→ **WHAT IS ASKED**
Report every line in the items below that contains the string "nose", matching case exactly.
— BEGIN PROVIDED INFORMATION —
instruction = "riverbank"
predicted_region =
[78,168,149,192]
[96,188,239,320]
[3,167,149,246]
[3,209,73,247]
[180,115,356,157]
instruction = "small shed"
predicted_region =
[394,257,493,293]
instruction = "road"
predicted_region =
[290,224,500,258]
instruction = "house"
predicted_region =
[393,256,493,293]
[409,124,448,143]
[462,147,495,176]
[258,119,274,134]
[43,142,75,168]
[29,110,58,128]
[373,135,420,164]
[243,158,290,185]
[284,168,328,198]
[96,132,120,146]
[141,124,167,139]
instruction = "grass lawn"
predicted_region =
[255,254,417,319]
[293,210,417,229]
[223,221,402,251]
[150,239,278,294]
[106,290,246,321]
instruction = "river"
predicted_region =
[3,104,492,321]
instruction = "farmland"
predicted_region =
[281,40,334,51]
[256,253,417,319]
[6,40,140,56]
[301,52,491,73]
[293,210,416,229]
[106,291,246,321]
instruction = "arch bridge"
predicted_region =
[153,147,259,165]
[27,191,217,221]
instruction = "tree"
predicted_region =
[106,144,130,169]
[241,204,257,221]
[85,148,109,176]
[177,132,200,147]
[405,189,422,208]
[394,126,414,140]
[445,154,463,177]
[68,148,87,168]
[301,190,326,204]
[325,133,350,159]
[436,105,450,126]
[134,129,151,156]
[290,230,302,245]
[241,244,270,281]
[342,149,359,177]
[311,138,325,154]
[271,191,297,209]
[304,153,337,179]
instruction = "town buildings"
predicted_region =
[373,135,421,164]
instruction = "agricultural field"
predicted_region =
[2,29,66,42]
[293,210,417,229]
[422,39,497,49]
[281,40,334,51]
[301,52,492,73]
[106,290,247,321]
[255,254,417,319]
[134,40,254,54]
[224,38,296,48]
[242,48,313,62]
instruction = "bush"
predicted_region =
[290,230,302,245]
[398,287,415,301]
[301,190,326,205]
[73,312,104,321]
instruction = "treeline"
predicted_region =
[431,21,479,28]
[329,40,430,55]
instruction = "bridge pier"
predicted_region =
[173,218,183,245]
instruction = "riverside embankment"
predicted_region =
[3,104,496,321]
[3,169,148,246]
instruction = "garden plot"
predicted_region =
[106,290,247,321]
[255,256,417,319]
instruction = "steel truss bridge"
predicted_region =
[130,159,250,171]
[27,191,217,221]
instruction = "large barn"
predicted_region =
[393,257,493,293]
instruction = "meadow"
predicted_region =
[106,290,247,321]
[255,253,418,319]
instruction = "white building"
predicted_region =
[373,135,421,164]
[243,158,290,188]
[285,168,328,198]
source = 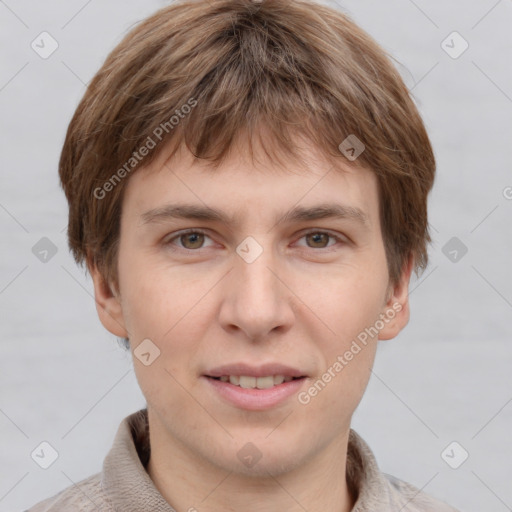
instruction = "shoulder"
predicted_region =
[25,473,114,512]
[383,473,459,512]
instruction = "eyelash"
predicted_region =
[164,228,347,253]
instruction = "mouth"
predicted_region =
[207,375,305,389]
[202,363,308,411]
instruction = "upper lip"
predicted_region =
[205,363,305,377]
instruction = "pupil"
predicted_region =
[310,233,327,244]
[182,233,204,249]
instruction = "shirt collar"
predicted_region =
[101,409,392,512]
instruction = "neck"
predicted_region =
[146,410,355,512]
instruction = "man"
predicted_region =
[27,0,460,512]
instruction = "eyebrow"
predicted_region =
[141,203,369,227]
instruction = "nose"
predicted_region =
[219,242,295,341]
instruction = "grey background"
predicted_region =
[0,0,512,512]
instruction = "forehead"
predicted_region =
[123,138,378,230]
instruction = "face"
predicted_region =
[92,135,410,474]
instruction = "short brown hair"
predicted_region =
[59,0,435,287]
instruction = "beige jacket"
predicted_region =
[25,409,458,512]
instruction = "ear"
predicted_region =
[378,256,414,340]
[87,263,128,338]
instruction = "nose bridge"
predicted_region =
[221,239,293,339]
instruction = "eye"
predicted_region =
[301,231,344,249]
[165,229,215,251]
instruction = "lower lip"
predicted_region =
[204,377,306,411]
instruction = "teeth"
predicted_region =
[219,375,293,389]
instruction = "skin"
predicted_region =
[90,133,412,512]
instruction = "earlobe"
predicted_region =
[88,264,128,338]
[379,256,414,340]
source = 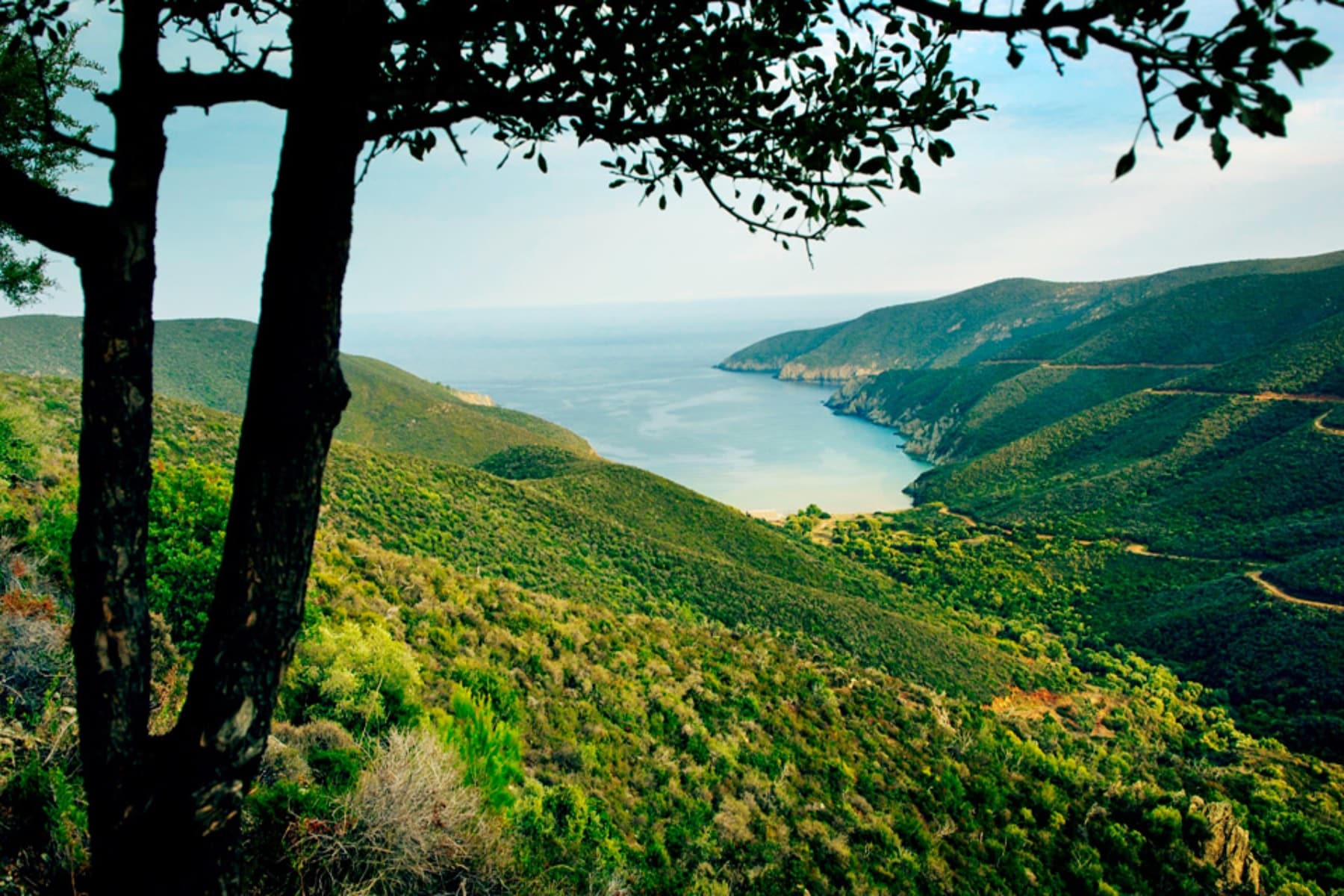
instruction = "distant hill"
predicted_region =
[726,252,1344,600]
[719,252,1344,380]
[0,314,593,464]
[914,313,1344,560]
— END PROVIDED INFORMATION —
→ **CORRECT ANSWER**
instruction = "nose"
instruction = "nose bridge"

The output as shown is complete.